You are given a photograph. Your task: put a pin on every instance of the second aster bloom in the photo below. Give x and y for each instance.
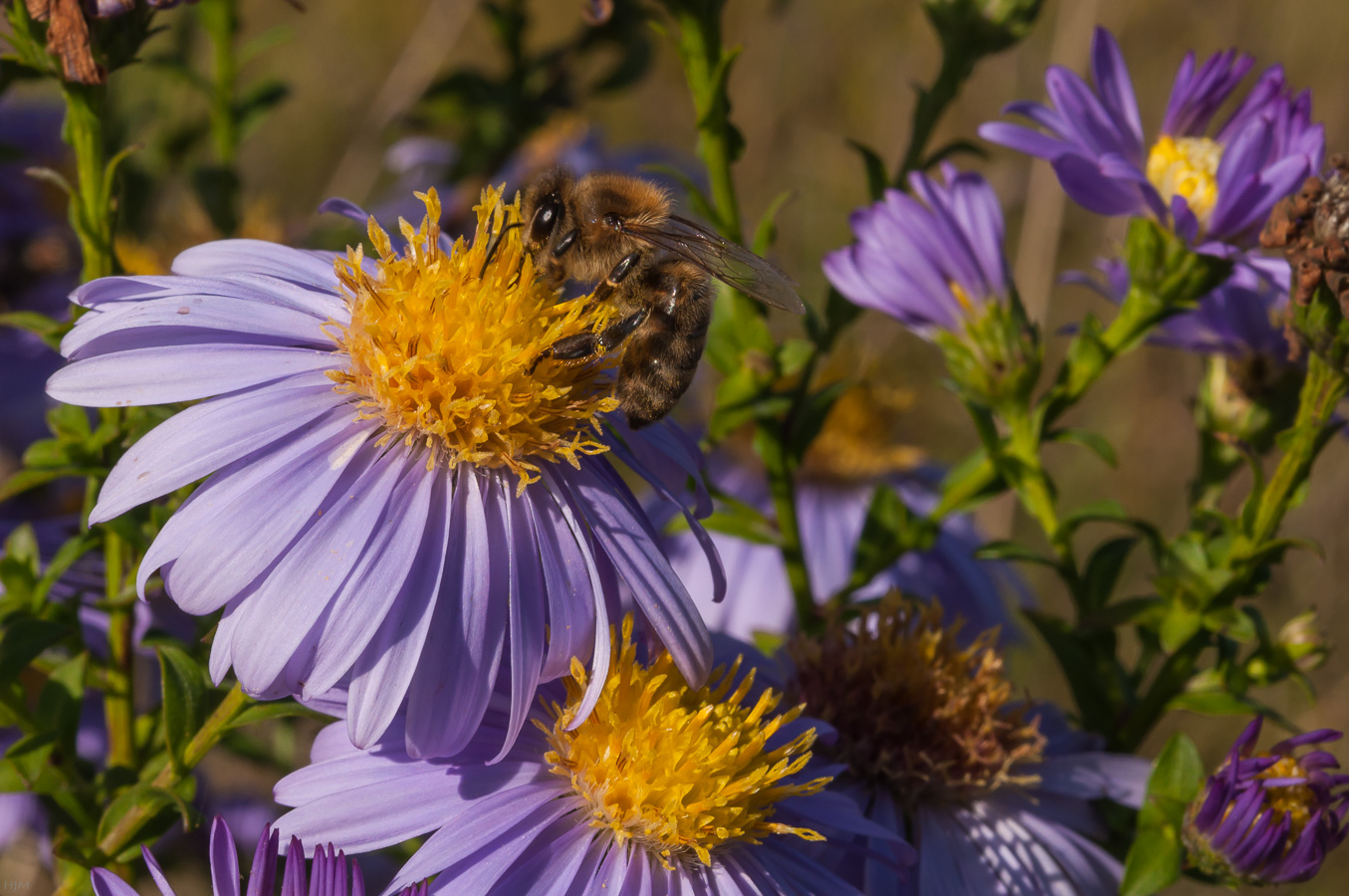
(995, 792)
(1271, 816)
(930, 259)
(397, 497)
(662, 789)
(1216, 185)
(327, 876)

### What is required
Each entry above should come back word for word, and no picture should come with it.

### Worked solution
You are given a photograph. Your task: put a pin on every instance of the second aster bloom in the photo below. Give x and y for each instance.
(995, 792)
(1271, 816)
(930, 259)
(397, 497)
(662, 789)
(1216, 185)
(327, 876)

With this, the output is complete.